*Data in this exercise:*
----------------

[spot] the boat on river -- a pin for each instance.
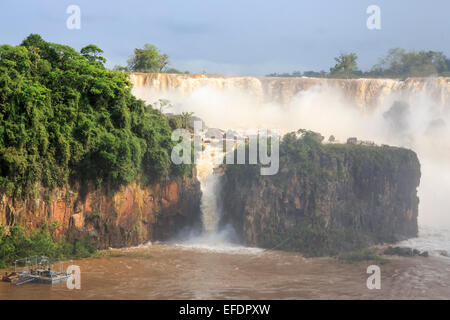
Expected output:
(38, 269)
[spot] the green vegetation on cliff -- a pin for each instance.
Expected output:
(398, 63)
(326, 198)
(65, 117)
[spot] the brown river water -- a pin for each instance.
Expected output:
(163, 271)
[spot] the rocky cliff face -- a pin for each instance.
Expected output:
(336, 198)
(128, 217)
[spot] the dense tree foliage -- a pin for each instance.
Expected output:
(64, 116)
(345, 65)
(148, 59)
(398, 63)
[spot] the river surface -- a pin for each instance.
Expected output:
(170, 271)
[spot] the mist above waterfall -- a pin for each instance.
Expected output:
(414, 114)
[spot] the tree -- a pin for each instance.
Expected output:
(345, 66)
(93, 53)
(400, 63)
(185, 117)
(121, 69)
(148, 59)
(163, 104)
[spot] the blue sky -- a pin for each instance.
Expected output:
(235, 37)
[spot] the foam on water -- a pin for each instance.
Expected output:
(435, 240)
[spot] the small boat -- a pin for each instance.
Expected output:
(35, 269)
(23, 279)
(9, 277)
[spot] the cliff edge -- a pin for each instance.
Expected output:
(325, 199)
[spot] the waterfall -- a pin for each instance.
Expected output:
(209, 159)
(339, 107)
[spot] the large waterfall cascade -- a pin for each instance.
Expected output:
(364, 108)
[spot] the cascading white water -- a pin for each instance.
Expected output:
(342, 108)
(209, 159)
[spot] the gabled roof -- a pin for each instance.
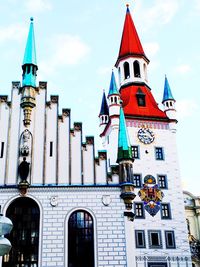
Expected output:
(129, 95)
(167, 95)
(30, 50)
(124, 147)
(104, 106)
(130, 42)
(113, 86)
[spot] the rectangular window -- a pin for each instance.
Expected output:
(51, 149)
(162, 181)
(140, 239)
(159, 153)
(154, 239)
(135, 152)
(139, 210)
(169, 239)
(157, 264)
(2, 150)
(137, 180)
(165, 211)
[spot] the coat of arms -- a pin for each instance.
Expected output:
(151, 195)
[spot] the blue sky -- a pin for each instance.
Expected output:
(77, 45)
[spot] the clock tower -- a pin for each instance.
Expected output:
(160, 237)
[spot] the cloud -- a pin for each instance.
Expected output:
(183, 69)
(186, 108)
(65, 50)
(9, 33)
(151, 48)
(37, 5)
(162, 12)
(104, 70)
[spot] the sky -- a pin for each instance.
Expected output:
(77, 45)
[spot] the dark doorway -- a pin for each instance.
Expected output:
(80, 240)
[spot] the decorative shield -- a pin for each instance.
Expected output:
(151, 195)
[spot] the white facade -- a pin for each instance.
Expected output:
(62, 177)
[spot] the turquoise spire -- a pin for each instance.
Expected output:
(124, 147)
(104, 106)
(30, 63)
(113, 86)
(167, 95)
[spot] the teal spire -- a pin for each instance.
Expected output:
(30, 63)
(167, 95)
(104, 106)
(113, 86)
(124, 147)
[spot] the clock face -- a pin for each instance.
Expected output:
(146, 136)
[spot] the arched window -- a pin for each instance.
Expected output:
(126, 70)
(80, 239)
(136, 67)
(25, 215)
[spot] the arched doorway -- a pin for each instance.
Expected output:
(25, 216)
(80, 239)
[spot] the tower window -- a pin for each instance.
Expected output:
(159, 153)
(139, 210)
(140, 239)
(126, 70)
(80, 239)
(162, 181)
(136, 67)
(155, 239)
(137, 180)
(170, 239)
(2, 150)
(165, 211)
(140, 98)
(135, 152)
(25, 215)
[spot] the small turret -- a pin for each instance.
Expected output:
(169, 101)
(29, 68)
(113, 98)
(104, 113)
(125, 160)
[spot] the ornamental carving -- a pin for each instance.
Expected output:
(151, 195)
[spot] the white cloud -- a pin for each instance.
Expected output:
(37, 5)
(104, 70)
(186, 108)
(162, 12)
(65, 50)
(151, 49)
(183, 69)
(9, 33)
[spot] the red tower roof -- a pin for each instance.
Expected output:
(130, 42)
(132, 106)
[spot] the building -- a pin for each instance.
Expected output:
(192, 210)
(71, 209)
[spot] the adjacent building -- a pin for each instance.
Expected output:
(70, 208)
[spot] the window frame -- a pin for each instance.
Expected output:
(165, 182)
(142, 209)
(173, 246)
(158, 232)
(163, 217)
(137, 245)
(139, 179)
(137, 151)
(157, 156)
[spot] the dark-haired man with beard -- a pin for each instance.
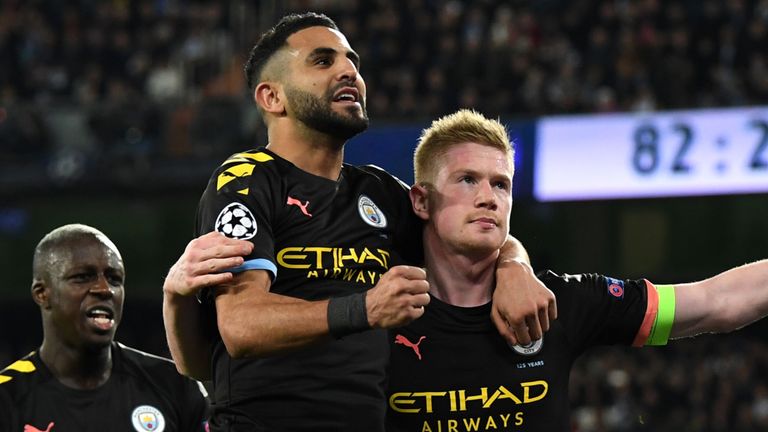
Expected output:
(80, 379)
(296, 337)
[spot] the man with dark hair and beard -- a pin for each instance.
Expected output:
(305, 348)
(80, 379)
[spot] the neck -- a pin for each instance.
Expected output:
(456, 278)
(308, 149)
(77, 367)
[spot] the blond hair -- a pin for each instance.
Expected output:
(463, 126)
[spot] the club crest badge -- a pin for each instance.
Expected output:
(530, 349)
(370, 213)
(236, 221)
(147, 418)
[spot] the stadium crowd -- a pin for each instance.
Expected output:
(147, 79)
(89, 88)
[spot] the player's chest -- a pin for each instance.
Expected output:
(127, 410)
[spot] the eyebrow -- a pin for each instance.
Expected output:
(324, 51)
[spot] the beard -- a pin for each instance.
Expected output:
(316, 113)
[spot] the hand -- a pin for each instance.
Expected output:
(202, 263)
(398, 298)
(522, 305)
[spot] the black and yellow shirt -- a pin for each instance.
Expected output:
(318, 238)
(143, 393)
(450, 370)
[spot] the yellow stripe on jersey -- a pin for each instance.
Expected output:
(249, 157)
(231, 173)
(665, 317)
(23, 366)
(244, 168)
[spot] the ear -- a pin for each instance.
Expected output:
(420, 201)
(40, 293)
(268, 96)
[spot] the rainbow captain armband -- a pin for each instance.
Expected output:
(665, 316)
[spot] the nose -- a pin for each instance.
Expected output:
(486, 198)
(347, 70)
(102, 288)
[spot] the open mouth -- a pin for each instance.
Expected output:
(347, 94)
(101, 317)
(486, 222)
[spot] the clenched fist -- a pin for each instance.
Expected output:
(398, 298)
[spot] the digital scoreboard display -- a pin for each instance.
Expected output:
(658, 154)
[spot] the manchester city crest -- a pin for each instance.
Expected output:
(530, 349)
(147, 418)
(370, 212)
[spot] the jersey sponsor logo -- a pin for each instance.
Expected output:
(236, 221)
(402, 340)
(347, 264)
(615, 287)
(370, 212)
(30, 428)
(530, 349)
(297, 203)
(472, 424)
(147, 418)
(459, 401)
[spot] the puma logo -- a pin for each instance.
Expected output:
(402, 340)
(29, 428)
(297, 203)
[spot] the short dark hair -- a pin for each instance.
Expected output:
(274, 39)
(53, 242)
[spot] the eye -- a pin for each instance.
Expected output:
(115, 279)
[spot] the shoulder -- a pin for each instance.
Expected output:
(21, 375)
(140, 363)
(379, 173)
(239, 168)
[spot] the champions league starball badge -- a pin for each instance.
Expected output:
(370, 213)
(147, 418)
(236, 221)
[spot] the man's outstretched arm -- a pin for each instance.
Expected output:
(722, 303)
(203, 264)
(522, 305)
(254, 321)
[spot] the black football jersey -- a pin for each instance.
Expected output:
(143, 393)
(318, 239)
(450, 370)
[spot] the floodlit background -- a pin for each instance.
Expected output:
(114, 113)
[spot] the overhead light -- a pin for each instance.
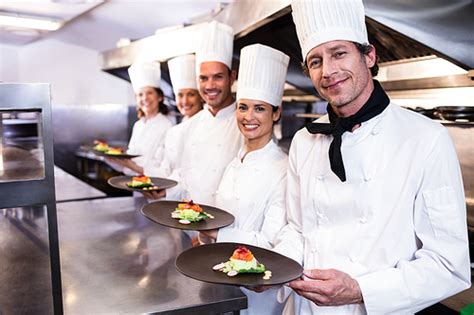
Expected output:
(38, 23)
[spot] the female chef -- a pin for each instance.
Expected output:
(148, 134)
(253, 186)
(189, 102)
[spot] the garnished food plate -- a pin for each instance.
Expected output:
(164, 212)
(102, 148)
(157, 183)
(201, 263)
(115, 154)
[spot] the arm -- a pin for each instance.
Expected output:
(274, 219)
(290, 241)
(440, 268)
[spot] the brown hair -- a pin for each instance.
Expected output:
(162, 108)
(364, 49)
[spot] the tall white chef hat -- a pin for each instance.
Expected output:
(215, 44)
(143, 73)
(321, 21)
(183, 72)
(262, 74)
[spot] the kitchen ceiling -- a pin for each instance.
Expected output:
(98, 25)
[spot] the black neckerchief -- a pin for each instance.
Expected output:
(375, 105)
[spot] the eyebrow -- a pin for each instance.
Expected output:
(331, 49)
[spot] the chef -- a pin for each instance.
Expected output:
(375, 199)
(211, 138)
(148, 133)
(253, 185)
(182, 71)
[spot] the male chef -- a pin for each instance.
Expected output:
(375, 198)
(211, 138)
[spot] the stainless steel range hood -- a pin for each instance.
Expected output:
(401, 30)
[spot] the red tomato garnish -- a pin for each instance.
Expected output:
(242, 253)
(190, 205)
(142, 178)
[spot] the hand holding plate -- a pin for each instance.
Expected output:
(328, 287)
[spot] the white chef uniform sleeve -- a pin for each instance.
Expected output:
(290, 241)
(441, 267)
(275, 219)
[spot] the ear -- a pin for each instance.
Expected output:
(277, 114)
(371, 57)
(233, 76)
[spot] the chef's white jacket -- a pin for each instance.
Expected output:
(253, 190)
(148, 138)
(208, 143)
(397, 225)
(165, 166)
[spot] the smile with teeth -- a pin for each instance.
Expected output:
(250, 126)
(333, 84)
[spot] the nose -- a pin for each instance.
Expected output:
(210, 84)
(249, 114)
(328, 67)
(185, 100)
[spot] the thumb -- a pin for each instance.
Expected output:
(318, 274)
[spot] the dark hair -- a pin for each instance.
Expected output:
(364, 49)
(162, 108)
(274, 110)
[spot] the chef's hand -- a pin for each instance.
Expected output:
(328, 287)
(262, 288)
(155, 194)
(128, 163)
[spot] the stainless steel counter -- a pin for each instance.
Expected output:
(113, 260)
(70, 188)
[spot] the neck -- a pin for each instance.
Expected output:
(215, 109)
(354, 106)
(256, 144)
(150, 115)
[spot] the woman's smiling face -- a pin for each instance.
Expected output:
(256, 118)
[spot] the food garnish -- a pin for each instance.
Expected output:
(101, 146)
(242, 261)
(114, 151)
(143, 182)
(189, 212)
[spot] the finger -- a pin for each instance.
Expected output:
(309, 286)
(319, 274)
(316, 298)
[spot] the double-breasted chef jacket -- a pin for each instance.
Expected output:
(170, 154)
(397, 225)
(253, 190)
(147, 140)
(208, 144)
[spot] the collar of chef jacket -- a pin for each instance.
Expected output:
(255, 155)
(158, 116)
(223, 113)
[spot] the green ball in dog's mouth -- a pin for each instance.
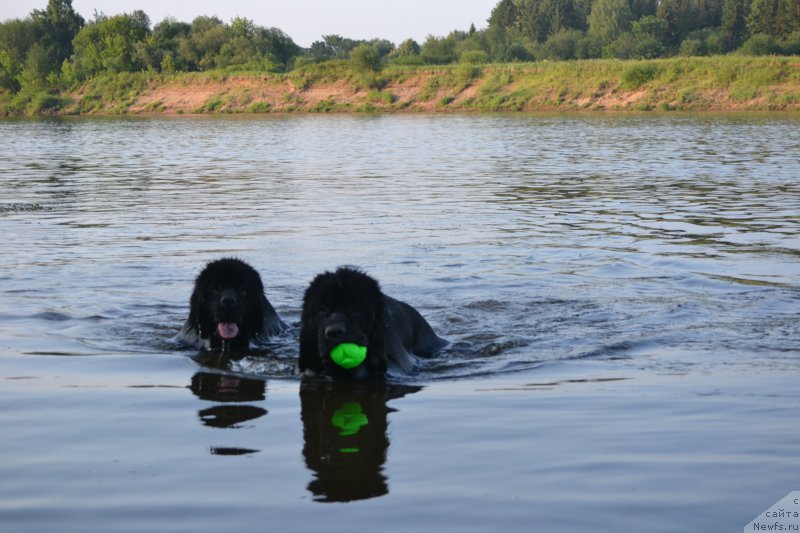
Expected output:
(349, 355)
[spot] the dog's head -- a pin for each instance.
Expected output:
(228, 303)
(345, 306)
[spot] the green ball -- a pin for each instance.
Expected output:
(349, 355)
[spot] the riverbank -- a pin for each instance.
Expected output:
(723, 83)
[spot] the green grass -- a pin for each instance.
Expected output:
(660, 85)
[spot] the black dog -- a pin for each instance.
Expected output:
(347, 306)
(228, 308)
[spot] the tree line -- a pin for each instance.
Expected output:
(56, 48)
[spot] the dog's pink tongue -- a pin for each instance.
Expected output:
(227, 330)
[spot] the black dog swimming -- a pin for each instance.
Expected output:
(228, 308)
(348, 306)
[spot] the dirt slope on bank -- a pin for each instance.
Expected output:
(715, 84)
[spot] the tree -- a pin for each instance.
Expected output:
(776, 18)
(16, 38)
(734, 22)
(109, 43)
(365, 58)
(609, 19)
(650, 33)
(56, 26)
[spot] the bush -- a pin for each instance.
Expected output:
(563, 44)
(365, 58)
(45, 102)
(759, 44)
(474, 57)
(692, 47)
(637, 75)
(791, 45)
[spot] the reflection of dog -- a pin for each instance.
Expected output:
(345, 440)
(347, 306)
(230, 390)
(228, 308)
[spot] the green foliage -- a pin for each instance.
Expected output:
(365, 58)
(474, 57)
(107, 44)
(609, 19)
(564, 44)
(760, 44)
(692, 47)
(637, 74)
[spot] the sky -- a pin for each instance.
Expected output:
(305, 21)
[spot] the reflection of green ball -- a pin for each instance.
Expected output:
(349, 355)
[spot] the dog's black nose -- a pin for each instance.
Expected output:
(335, 330)
(228, 298)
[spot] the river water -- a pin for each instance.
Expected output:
(621, 293)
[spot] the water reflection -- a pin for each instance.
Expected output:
(230, 390)
(345, 438)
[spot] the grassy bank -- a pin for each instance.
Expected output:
(723, 83)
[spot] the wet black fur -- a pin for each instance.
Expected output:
(246, 305)
(348, 306)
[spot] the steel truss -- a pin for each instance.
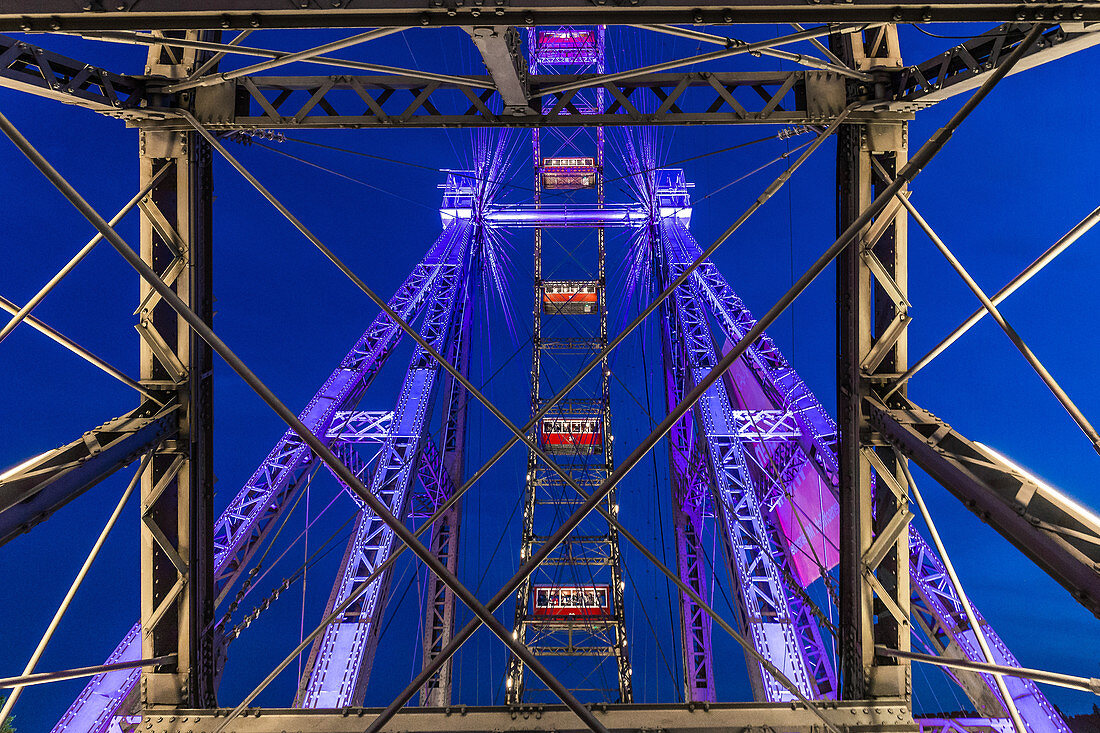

----------------

Search the material for the word "hand" and copy every matching line.

*Your response:*
[spot] the hand -- a pin for each instance.
[spot] the hand holding plate -- a pin for each instance.
[spot] the chef's hand -- a pin for each instance.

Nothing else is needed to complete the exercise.